* What to do
Return the line containing "If you could identify the rocky" and every line after it through the end of the entries below, with no other lines.

* Records shown

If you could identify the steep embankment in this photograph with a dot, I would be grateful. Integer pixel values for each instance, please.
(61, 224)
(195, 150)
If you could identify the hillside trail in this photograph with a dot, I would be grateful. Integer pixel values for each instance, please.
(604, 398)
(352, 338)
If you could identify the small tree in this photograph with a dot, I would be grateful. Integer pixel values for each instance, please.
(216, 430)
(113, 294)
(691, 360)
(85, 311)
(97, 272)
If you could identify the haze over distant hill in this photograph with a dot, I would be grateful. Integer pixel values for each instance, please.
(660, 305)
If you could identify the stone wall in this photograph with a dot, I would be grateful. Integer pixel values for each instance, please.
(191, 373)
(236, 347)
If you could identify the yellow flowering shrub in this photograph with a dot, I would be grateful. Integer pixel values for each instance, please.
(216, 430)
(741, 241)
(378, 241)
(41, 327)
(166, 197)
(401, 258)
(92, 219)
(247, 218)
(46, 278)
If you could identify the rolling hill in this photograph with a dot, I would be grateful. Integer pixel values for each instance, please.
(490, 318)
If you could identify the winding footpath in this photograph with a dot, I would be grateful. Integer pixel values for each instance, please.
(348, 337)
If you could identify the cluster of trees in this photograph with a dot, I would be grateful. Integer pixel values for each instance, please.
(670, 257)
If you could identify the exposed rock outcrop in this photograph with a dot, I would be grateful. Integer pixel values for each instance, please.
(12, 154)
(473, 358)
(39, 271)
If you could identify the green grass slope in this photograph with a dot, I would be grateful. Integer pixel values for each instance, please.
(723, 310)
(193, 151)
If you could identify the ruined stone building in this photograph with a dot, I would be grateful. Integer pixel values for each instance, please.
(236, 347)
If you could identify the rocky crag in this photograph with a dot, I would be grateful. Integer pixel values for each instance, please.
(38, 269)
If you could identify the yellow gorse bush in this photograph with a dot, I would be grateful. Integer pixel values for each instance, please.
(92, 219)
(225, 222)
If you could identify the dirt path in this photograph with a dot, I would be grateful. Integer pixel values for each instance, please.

* Solution
If you could identify the rocky crag in this photograph with a dot, I would be grateful. Integer pixel values for each instance, please.
(38, 269)
If you could identify the yellow gorse bush in this photograph with a dot, I would be grateful. Integer pixel values for each instance, please.
(92, 219)
(225, 222)
If you could identify the dirt path in this photograph with a dot, I would be grateful. Integer pixel values for each instance, please.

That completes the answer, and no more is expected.